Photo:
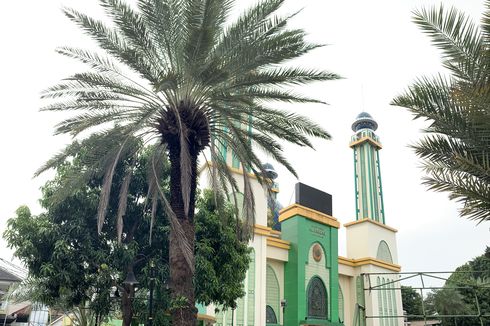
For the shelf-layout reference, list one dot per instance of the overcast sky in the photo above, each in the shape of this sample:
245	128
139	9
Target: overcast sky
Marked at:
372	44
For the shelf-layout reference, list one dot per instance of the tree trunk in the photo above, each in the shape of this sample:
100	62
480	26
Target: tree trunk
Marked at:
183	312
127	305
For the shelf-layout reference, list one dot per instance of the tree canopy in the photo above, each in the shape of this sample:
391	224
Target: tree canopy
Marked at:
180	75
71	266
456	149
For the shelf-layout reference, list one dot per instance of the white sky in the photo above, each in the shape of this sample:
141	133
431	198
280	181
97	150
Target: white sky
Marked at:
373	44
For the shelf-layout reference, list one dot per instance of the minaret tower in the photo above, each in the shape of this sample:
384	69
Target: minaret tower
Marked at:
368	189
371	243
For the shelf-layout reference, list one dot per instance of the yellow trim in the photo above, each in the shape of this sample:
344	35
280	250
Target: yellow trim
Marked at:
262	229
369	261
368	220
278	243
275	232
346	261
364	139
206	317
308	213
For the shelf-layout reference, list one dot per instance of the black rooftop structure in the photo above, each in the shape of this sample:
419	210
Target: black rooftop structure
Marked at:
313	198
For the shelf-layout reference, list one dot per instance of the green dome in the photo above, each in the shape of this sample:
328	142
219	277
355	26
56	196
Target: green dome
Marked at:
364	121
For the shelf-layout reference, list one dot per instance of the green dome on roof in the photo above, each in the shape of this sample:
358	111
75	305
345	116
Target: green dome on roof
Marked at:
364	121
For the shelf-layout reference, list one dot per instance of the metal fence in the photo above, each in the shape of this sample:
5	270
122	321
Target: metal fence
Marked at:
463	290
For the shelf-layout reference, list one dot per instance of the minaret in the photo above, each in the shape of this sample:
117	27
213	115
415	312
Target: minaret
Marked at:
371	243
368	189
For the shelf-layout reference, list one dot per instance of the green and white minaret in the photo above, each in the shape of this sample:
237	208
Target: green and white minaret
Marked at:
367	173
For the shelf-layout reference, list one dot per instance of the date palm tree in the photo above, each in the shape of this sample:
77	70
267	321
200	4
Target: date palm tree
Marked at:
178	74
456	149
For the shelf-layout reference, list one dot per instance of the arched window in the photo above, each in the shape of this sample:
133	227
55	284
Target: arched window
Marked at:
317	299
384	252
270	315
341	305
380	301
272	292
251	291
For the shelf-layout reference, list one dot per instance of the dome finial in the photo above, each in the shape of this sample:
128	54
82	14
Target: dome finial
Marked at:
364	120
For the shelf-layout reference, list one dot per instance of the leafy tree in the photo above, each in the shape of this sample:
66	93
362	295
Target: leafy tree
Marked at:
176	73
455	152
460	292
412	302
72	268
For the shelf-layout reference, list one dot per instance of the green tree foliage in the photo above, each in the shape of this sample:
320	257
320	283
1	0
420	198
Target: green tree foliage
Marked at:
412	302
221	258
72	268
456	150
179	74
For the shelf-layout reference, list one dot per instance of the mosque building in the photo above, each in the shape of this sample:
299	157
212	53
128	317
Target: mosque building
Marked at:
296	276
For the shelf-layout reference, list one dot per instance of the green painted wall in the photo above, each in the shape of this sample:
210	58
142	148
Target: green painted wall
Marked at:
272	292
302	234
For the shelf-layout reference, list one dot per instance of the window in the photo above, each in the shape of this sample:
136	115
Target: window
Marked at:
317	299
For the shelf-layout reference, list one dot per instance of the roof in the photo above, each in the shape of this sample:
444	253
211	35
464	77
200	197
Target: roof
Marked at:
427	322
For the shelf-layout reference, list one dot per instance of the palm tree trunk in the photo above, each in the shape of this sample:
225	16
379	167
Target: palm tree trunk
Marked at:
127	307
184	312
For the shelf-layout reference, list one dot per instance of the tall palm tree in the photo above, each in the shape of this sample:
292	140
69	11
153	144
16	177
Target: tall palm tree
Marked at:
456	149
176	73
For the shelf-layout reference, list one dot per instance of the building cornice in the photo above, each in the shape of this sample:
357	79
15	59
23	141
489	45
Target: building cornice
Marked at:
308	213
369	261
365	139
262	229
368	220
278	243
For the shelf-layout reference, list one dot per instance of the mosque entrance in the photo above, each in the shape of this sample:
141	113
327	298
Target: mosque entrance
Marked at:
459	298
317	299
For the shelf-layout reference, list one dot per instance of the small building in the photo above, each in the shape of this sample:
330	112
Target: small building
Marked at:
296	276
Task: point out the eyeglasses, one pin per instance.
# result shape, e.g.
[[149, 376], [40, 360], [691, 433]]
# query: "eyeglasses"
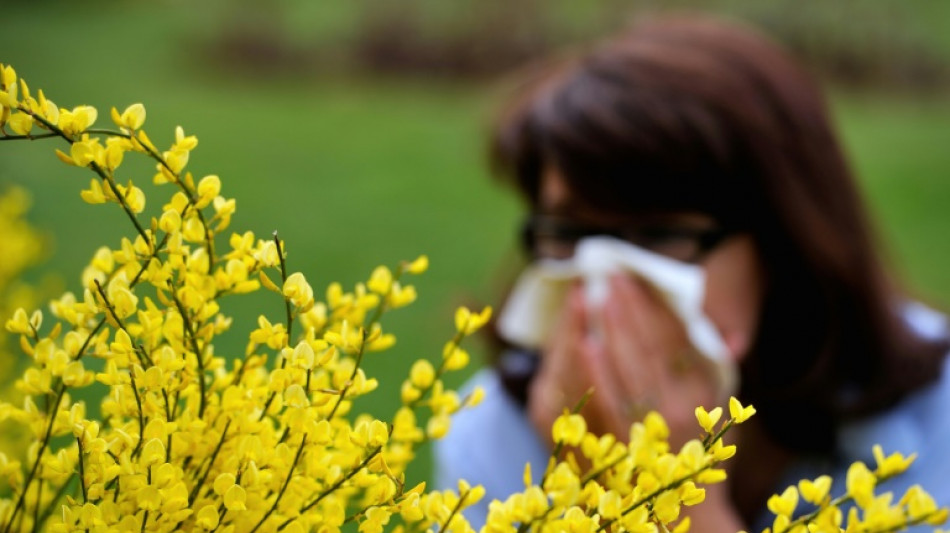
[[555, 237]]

------------------------------------------------------------

* **EXERCISE DIRECTIONS**: Reproduce the listing word for word and omit its pictures.

* **EXERCISE OUTPUT**:
Photo:
For the shelf-layout reference, list one dot per instance of the overcast sky in the photo above, each in the shape of this sample:
245	128
139	9
Target: overcast sky
Marked at:
372	44
For the shelf-layout reference, list one dot per instance of the tree trunk in the photo above, each in the shape of this sample:
100	62
480	26
Target: tree trunk
Marked at:
183	312
127	305
For the shelf-layout reference, list one dot per instance of the tree canopy in the photo above, each in the shape of this sample:
391	224
Target: tree canopy
Marked at:
180	75
71	266
456	149
For the shelf-layout reference, list one dot per instance of the white sky in the photo above, each in the shape of this sample:
141	133
431	198
280	181
97	150
Target: white sky
Marked at:
373	44
For the shelf-layout reference, list one dot per instance of the minaret tower in the photo above, each in the shape of this sample:
384	69
Target: minaret tower
Marked at:
368	189
371	243
For the shelf-layout reference, list one dot per instance of the yellow trim in the photo above, each in the shape of this sample:
344	35
280	250
Target: yellow trim
Marked at:
262	229
369	261
368	220
278	243
275	232
346	261
364	139
206	317
308	213
For the shelf-layout reference, list one dot per instance of the black rooftop structure in the photo above, each in the shape of this sample:
419	210
Target: black rooftop structure
Marked at:
313	198
For the shelf-layout reference, list one dot per instance of the green dome in the photo above, each in the shape of this sample:
328	142
219	277
355	26
56	196
Target: green dome
Marked at:
364	121
For the shelf-layout reference, list one dot per instance of the green dome on roof in the photo above, each in the shape of this sample:
358	111
75	305
345	116
Target: green dome on roof
Marked at:
364	121
For the shelf-layout reference, list one dot per instance of the metal fence in the photo above, each in the shape of this sample:
5	270
122	321
Target: metal fence
Marked at:
463	290
For the shelf-layout reference, list one dot per instance of the minaret in the photo above, each in the shape of this sample:
117	27
213	115
415	312
Target: minaret
Marked at:
371	243
368	189
For the shelf-layout reference, list one dot per instance of the green and white minaret in the photo above, each in the shape of this sample:
237	208
Target: green and white minaret
Marked at:
367	173
For the shelf-layout reference, list one dot per instance of the date palm tree in the photo above, each in the shape of this sample:
77	70
267	321
200	4
Target: date palm tree
Marked at:
178	74
456	149
For the shelf-layout reference, list one dot per instance of the arched window in the photo above, each in the shape of this sample:
133	227
55	284
Target: arched window
Marked at:
317	299
384	252
270	315
341	305
380	301
272	292
251	291
For the shelf-layout reference, list one dot per instance of the dome finial in the photo above, each in the shape of this sample:
128	54
82	14
Target: dome finial
Marked at:
364	120
For the shelf-layout reference, list one dot per instance of the leafy tree in the photo above, each in the shape of this sample:
66	93
362	295
Target: leafy tree
Marked at:
176	73
455	152
460	292
412	302
72	268
For the shelf-layout reference, list one dot per instance of the green tree foliage in the photo above, each in the shape of this sample:
320	257
320	283
1	0
420	198
Target: green tree foliage
Marked at:
412	302
221	258
72	268
456	150
179	74
For the shelf-layout reference, list one dot per instance of the mosque building in the photo above, each in the shape of this sample:
299	157
212	53
128	317
Target: mosque building
Marked at:
296	276
For the shelf-layout reference, list one dot per instance of the green painted wall in the photo above, each in the shape of this sample:
210	58
142	148
Target: green painted wall
Marked at:
272	292
302	234
For the shelf-layout reference, list one dot per instance of the window in the photo above, each in the shape of this sample:
136	115
Target: window
Marked at:
317	299
For the shelf-layout reference, list one dot per instance of the roof in the photo above, each in the shape of this sample:
444	253
211	35
464	77
200	197
Target: roof
Marked at:
427	322
For the shelf-layout reference, list one dot per instance of the palm tree trunk in the photo above, each in the shape of this sample:
225	16
379	167
Target: palm tree trunk
Marked at:
127	307
184	312
For the shelf-layout reference, list one dot per instance of the tall palm tree in the photo above, each in the shape of this sample:
292	140
69	11
153	144
16	177
Target: tall palm tree
Marked at:
456	149
176	73
For the shelf-layout reference, list one dot per instance of the building cornice in the photo above, each in the shape of this sample:
357	79
15	59
23	141
489	45
Target: building cornice
Marked at:
308	213
369	261
365	139
262	229
368	220
278	243
For the shelf-layout reference, list one dot per instance of the mosque entrance in the photo above, each in the shape of this sample:
141	113
327	298
Target: mosque entrance
Marked at:
459	298
317	299
For the shelf-layout reference, list one dot per instance of the small building in the photo above, each in the shape of this sample:
330	112
Target: small building
Marked at:
296	276
Task: point out the eyeglasses, one pin per instance.
# result shape, e.g.
[[149, 376], [40, 360], [691, 433]]
# query: "eyeglasses"
[[555, 237]]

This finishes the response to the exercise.